Text shown:
______
Any times and dates specified by Thomas Lyte for delivery of the Products are intended to be an estimate only and time for delivery shall not be of the essence.
Subject to clause 9, if for any reason the Client does not accept delivery of, or collect, any of the Products when they are ready for delivery, or Thomas Lyte is unable to deliver the Products on time because the Client has not provided appropriate instructions, documents, licences or authorisations then:
(a) the Products will be deemed to have been delivered, risk passing to the Client (including for loss or damage caused by Thomas Lyte’s negligence); and
(b) Thomas Lyte may store the Products until actual delivery whereupon the Client shall be liable for all related costs and expenses (including without limitation storage and insurance).
Deemed acceptance of Products
Where the Client is a business customer, the Client will be deemed to have accepted the Products as being in accordance with the Agreement unless:
(a) within 3 days of the date of delivery of the Products, the Client notifies Thomas Lyte in writing of any defect or other failure of the Products to conform with the Agreement (which would be apparent upon reasonable inspection and testing of the Products within 3 days); or
(b) the Client notifies Thomas Lyte in writing of any defect or other failure of the Products to conform with the Agreement within a reasonable time where the defect or failure would not be so apparent within 3 days of the date of delivery,
failing which the Client shall not be entitled to reject the Products and Thomas Lyte shall have no liability for such defect or failure, and the Client shall be bound to pay the price as if the Products had been delivered in accordance with the Agreement.
Thomas Lyte’s failure to deliver Products
If Thomas Lyte fails to deliver the Products, Thomas Lyte’s liability shall be limited to the costs and expenses incurred by the Client in obtaining replacement goods of similar description and quality in the cheapest market available, less the price of the Products. Thomas Lyte shall have no liability for any failure to deliver the Products to the extent that such failure is caused by a Force Majeure Event, the Client’s failure to provide Thomas Lyte with adequate delivery instructions for the Products or any relevant instruction related to the supply of the Products or the Client’s breach of the Agreement.
Passing of Risk and Legal Title
The Products shall be at the risk of the Client from the time of delivery.
Full legal, beneficial and equitable title to and property in the Products shall remain vested in Thomas Lyte (even though they have been delivered and risk has passed to the Client) until:
(a) payment in full, in cash or cleared funds, for all the Products has been received by Thomas Lyte; and
(b) all other money payable by the Client to Thomas Lyte on any other account or under the Agreement or any other contract has been received by Thomas Lyte.
Fees – General
The Client shall pay Thomas Lyte the Fee for the Products, which shall comprise the cost of the Products and any Personalising, or, if no price is quoted, the price set out in Thomas Lyte’s price list, published on the date of delivery or deemed date of delivery of the Products, or completion or deemed completion of the performance of the Services.
In addition the Client shall pay for delivery, which shall be charged at cost plus a mark-up to cover administrative expenditure. The administrative expense shall be dependent on the Client’s location but shall not exceed [40% of the delivery charge].
______
Data lines:
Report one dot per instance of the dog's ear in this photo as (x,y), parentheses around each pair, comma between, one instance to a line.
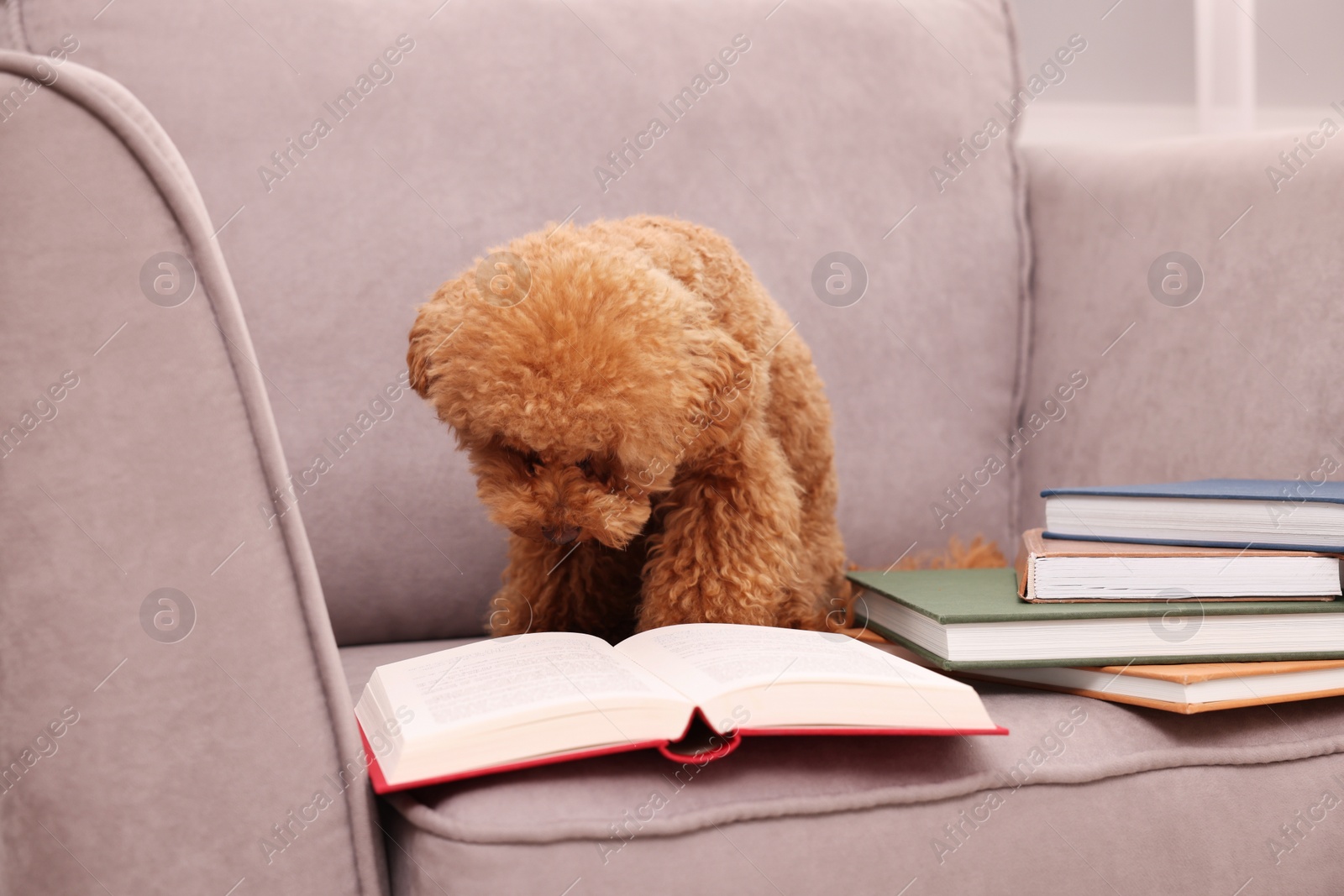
(729,385)
(425,340)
______
Set problem 1:
Answer these questions from the terms of sale:
(a) Within how many days of delivery must a business client notify Thomas Lyte in writing of a defect that reasonable inspection would reveal?
(b) From what time are the Products at the risk of the Client?
(c) How is delivery charged to the Client?
Set problem 2:
Write the next part of the terms of sale, picking up right after their final sentence.
The listing has no connection to the text about delivery, risk and fees.

Written reply 1:
(a) Within 3 days of the date of delivery.
(b) From the time of delivery.
(c) At cost plus a mark-up to cover administrative expenditure.

Written reply 2:
The Fees and all other sums payable under this Agreement are exclusive of value added tax (VAT) or other applicable sales tax or export or import duties and taxes where applicable which shall be payable at the prevailing rate.
Where the Client commissions customised packaging for its Products, Gift-wrapping shall be considered to be Personalising, and a separate Fee may be payable by the Client. Otherwise, at Thomas Lyte’s discretion, Gift-wrapping may be provided free of charge.
Fees – Deposits and Payment Balances
Fees are payable in accordance with the payment schedule in the Order Confirmation.
Where there is no payment schedule in the Order Confirmation:
(a) Thomas Lyte may require payment of a deposit for the following orders:
|Type of Order||Deposit amount|
|Order over £5,000,||50% of the Fee including VAT|
|Order for Bespoke Product||50% of the Fee including VAT|
|Order for Product containing precious metals||50% or more of the Fee including VAT|
|Overseas Order||100% of the Fee including VAT|
|New Client Order||100% of the Fee including VAT|
(b) Where a deposit is payable pursuant to clause 11.2(a), the outstanding balance of the Fee and delivery charges shall be payable prior to despatch or on or after notification that the Products are ready for collection.
(c) Where no deposit is payable pursuant to clause 11.2(a), the Fee and delivery charges shall be payable at the point of Order Confirmation.
Fees – Invoices
Thomas Lyte shall, if requested in writing by the Client, endeavour to quote any purchase order number provided by the Client on its invoices. However, the absence of such does not affect the Client’s obligation to pay sums due under this Agreement.
Unless set out otherwise in the Order Confirmation, the Client shall pay invoices in full and cleared funds without any deduction, or withholding:
(a) invoices for deposits on receipt of the invoice; and
(b) any other invoices within 30 days of the date of the invoice.
Time for payment shall be of the essence.
The Client shall make all payments due under the Agreement without any deduction whether by way of set-off, withholding, counterclaim, discount, abatement or otherwise unless the Client has a valid court order requiring an amount equal to such deduction to be paid by Thomas Lyte to the Client.
Except as set out in this clause 4, all payments shall be in Pounds Sterling by company cheque, BACS to Thomas Lyte’s bank account as nominated in writing to the Client, or such other bank account as Thomas Lyte may from time to time notify the Client with any applicable charges on such payments being at the Client’s expense or credit/debit card (Visa, Mastercard, and American Express). Payments under £150.00 must be settled by credit/debit card only. In the event that the parties agree payment in an alternative currency, this shall be recorded on the Order Confirmation.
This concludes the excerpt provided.